Passage Block Start

To celebrate my 53rd birthday (quietly), and by invitation, I took a bus to Changwon that Friday [8] afternoon and stayed at my customary motel. The ‘party’ was, alas, merely four of us, but of course, it’s the fact that those few people cared enough to come and give whatever gifts they felt were fitting for the occasion that is most important.
We’ll skip over that event, and cut to the early hours of the morning: munching on a couple of cheese toast sandwiches (my avoidance of gluten-rich products tossed temporarily out of the window due to a case of the munchies), I found that there was plenty of unsecured wifi available to that room, and watched a very interesting two-hour lecture by the late Terence McKenna:
(The point in question is at about 31:30 minutes into play time)

Passage Block End

→ Activity list
1. In the passage about the 53rd birthday, how many people were at the party?
2. Continue the passage about the 53rd birthday from where it stops.

Data records Block Start

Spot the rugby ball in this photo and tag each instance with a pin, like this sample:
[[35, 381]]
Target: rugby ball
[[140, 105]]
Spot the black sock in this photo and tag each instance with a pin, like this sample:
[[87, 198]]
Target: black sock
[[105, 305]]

Data records Block End
Data records Block Start

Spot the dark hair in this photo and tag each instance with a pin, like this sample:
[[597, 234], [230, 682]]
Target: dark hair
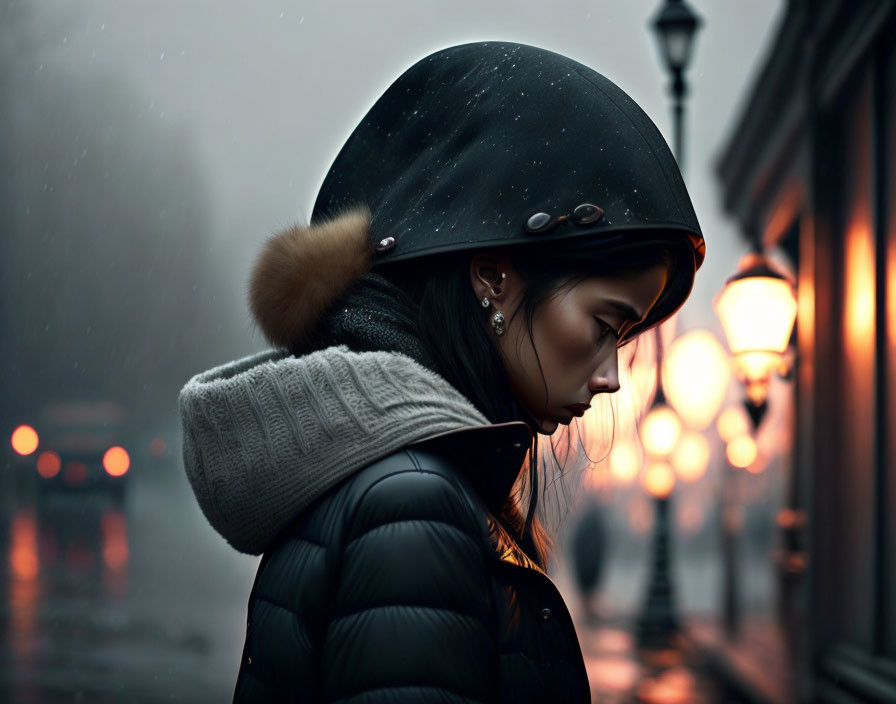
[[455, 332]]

Data records Block End

→ Answers to the tasks
1. Four people, including the writer.

2.
For those of you not familiar with this person, he became famous for his studies of ethnobotany and the relationships between psychedelic plant extracts and shamanism, and their use as entheogens [1]. Like many of those who have sampled potent psychedelics (although this is not absolutely necessary, of course), his mind became much more open to ideas which conventional ‘education’ (read: ‘social control propaganda’) would otherwise stifle and suppress, and he made a set of remarks which, even at that early hour and with a masticated glob of cheese toast sliding down my throat, struck a chord and made me realise that he was discussing precisely what I myself had been suspecting for a very long time, although perhaps using a rather different phraseology: the inculcation of a state of neoteny in humans as a means of social and psychological control.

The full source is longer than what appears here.